REQUIRED TASK: Reproduce all of the records below word for word, leaving out the pictures.

======== DATA TO PROCESS

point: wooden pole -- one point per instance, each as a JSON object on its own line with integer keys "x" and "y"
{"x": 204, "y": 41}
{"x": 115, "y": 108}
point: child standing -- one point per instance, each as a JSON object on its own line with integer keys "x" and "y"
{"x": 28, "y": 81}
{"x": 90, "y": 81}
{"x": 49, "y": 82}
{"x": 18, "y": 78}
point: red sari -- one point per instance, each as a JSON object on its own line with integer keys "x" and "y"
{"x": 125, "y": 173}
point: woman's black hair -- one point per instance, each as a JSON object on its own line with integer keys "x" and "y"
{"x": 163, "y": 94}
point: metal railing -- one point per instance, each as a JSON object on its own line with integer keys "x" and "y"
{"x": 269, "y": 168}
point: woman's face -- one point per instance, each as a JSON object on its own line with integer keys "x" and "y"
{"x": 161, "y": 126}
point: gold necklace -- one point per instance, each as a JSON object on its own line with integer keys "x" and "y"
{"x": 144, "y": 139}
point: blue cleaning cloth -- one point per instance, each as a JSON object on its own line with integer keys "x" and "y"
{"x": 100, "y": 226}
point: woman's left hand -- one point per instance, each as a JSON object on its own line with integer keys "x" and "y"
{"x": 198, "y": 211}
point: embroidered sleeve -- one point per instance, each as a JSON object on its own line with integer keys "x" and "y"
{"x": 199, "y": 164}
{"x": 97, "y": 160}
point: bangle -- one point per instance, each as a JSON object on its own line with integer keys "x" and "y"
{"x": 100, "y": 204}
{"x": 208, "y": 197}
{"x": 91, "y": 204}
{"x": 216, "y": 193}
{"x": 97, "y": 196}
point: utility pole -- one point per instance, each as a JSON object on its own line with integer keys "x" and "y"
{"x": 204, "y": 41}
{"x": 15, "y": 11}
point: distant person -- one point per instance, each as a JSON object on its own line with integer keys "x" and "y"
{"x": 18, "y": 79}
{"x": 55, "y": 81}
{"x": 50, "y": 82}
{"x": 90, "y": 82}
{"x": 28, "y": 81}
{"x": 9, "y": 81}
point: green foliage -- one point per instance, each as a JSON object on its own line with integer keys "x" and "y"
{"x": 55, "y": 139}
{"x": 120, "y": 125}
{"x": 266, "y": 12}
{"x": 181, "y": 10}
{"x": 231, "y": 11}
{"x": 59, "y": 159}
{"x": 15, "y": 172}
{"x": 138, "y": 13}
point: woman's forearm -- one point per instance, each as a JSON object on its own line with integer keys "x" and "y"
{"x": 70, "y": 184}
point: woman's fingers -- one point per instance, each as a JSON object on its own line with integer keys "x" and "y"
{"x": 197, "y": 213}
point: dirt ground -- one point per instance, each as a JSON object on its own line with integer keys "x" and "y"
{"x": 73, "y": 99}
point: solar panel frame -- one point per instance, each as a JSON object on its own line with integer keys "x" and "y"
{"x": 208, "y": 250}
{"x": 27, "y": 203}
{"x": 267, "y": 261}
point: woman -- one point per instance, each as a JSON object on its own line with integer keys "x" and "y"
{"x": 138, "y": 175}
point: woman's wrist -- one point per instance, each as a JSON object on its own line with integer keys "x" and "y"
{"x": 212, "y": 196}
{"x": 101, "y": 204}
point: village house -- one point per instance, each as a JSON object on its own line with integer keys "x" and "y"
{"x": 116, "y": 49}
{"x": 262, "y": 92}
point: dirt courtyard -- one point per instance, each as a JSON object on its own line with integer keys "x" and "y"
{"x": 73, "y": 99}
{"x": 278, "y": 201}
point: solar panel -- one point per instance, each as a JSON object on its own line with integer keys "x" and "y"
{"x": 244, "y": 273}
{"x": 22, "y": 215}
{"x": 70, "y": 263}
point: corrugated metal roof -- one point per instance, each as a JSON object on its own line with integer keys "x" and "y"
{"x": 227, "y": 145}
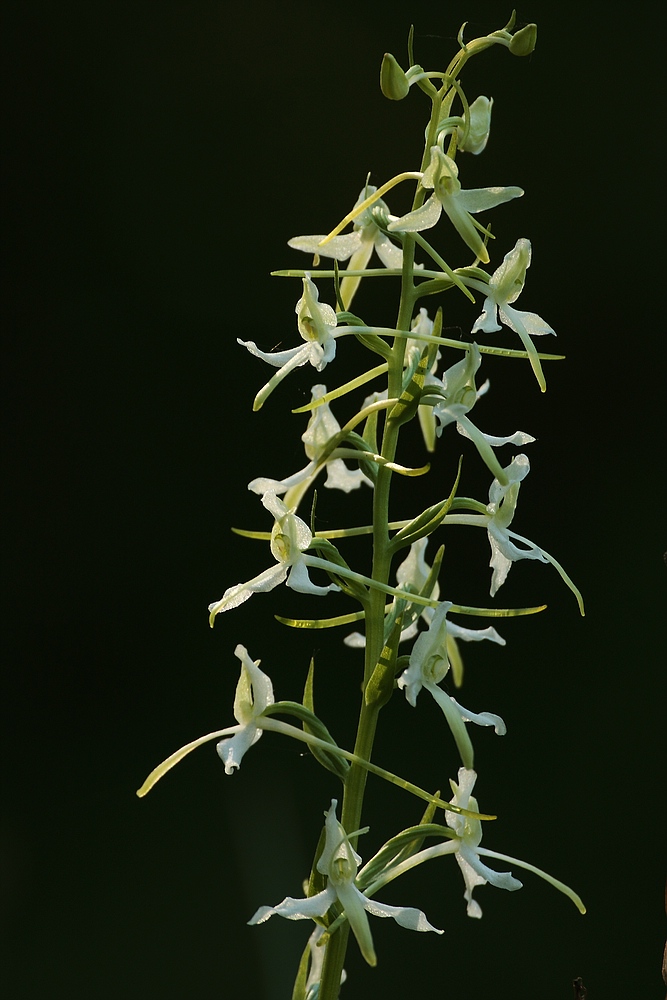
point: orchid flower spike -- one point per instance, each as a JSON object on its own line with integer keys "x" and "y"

================

OUTPUT FOR THIS EXERCISE:
point: wooden pole -- one point per instance, each as a JSON object on its own line with integer keys "x" and "y"
{"x": 204, "y": 41}
{"x": 115, "y": 108}
point: child standing -- one point per instance, each as a JSON object on its own line with integer keys "x" and "y"
{"x": 28, "y": 81}
{"x": 90, "y": 81}
{"x": 49, "y": 82}
{"x": 18, "y": 78}
point: red sari -- one point per instance, each as a JSON object on its own line with integer keys "x" and "y"
{"x": 125, "y": 173}
point: woman's black hair -- one point per instance, each as a JSON object on its own line with integer keys "x" and "y"
{"x": 163, "y": 94}
point: metal railing -- one point per instance, each as a JSON object on its own line with integer keys "x" and "y"
{"x": 269, "y": 168}
point: woman's face -- one point per instance, each as a JSON object on its own line with integer keys "x" and "y"
{"x": 161, "y": 126}
point: gold necklace -- one point per instance, each as a JSON object on its own line with integer keys "x" and "y"
{"x": 144, "y": 139}
point: blue cleaning cloth -- one point per instance, each as a JSON object on its own line with integer keys "x" and "y"
{"x": 100, "y": 226}
point: woman's left hand -- one point per instance, each as a JSON object on its own line with integer keys "x" and "y"
{"x": 198, "y": 211}
point: embroidered sleeve -- one point per instance, each as a JSON object on its own line with integer keys "x" and "y"
{"x": 199, "y": 164}
{"x": 97, "y": 160}
point: bangle -- one point per instance, each as a JSON object on its own line with integer keys "x" and "y"
{"x": 100, "y": 204}
{"x": 208, "y": 197}
{"x": 91, "y": 204}
{"x": 216, "y": 193}
{"x": 97, "y": 196}
point: utility pole -- one point per instance, each as a JSON object on its own line with integer keys "x" and "y"
{"x": 204, "y": 41}
{"x": 15, "y": 11}
point: distant person -- one point per instance, each as a JSON object on its own line with integer keys "x" and "y"
{"x": 18, "y": 79}
{"x": 55, "y": 81}
{"x": 50, "y": 82}
{"x": 90, "y": 82}
{"x": 28, "y": 81}
{"x": 9, "y": 81}
point: green foliage -- one point per instance, each as a JSON object on its own line with integer keys "x" and "y"
{"x": 55, "y": 139}
{"x": 120, "y": 125}
{"x": 266, "y": 12}
{"x": 181, "y": 10}
{"x": 231, "y": 11}
{"x": 59, "y": 159}
{"x": 15, "y": 172}
{"x": 138, "y": 13}
point: woman's forearm -- one point per instance, each as a JSON object on its own line with integer keys "x" and "y"
{"x": 70, "y": 184}
point: woman's fingers -- one point per instance, each as a JSON object on its own line with integer keys "x" and "y"
{"x": 197, "y": 213}
point: dirt ground -- one point per instance, each as a JSON object on its own line with integer keys "x" and "y"
{"x": 73, "y": 99}
point: solar panel frame -- one point per instance, each as a JSON object on its own line with integer keys "x" and "y"
{"x": 208, "y": 250}
{"x": 27, "y": 203}
{"x": 267, "y": 261}
point: woman -- one point per instance, each as a JSON object on its own line with integer keys "x" and "y"
{"x": 138, "y": 175}
point: woman's wrist -- one point per instance, each as a JSON object on its own line with integer keys "x" and "y"
{"x": 212, "y": 196}
{"x": 101, "y": 204}
point: village house -- one point per instance, each as a JSON object on its own line with integer keys "x" and "y"
{"x": 116, "y": 49}
{"x": 262, "y": 92}
point: dirt courtyard -- one point per instance, each as a JSON object on its own line with integer keys "x" and "y"
{"x": 73, "y": 99}
{"x": 278, "y": 201}
point: solar panel -- one point per instance, each as a JSON object on its own line with integer keys "x" and "y"
{"x": 244, "y": 273}
{"x": 22, "y": 215}
{"x": 70, "y": 263}
point: corrugated metal roof -- one point per instance, each as a JSON object on its own line with integer keys "x" and "y"
{"x": 227, "y": 145}
point: orchid flower spike -- one point per instance, each as a JSON object on its own line with integer keys "x" and "y"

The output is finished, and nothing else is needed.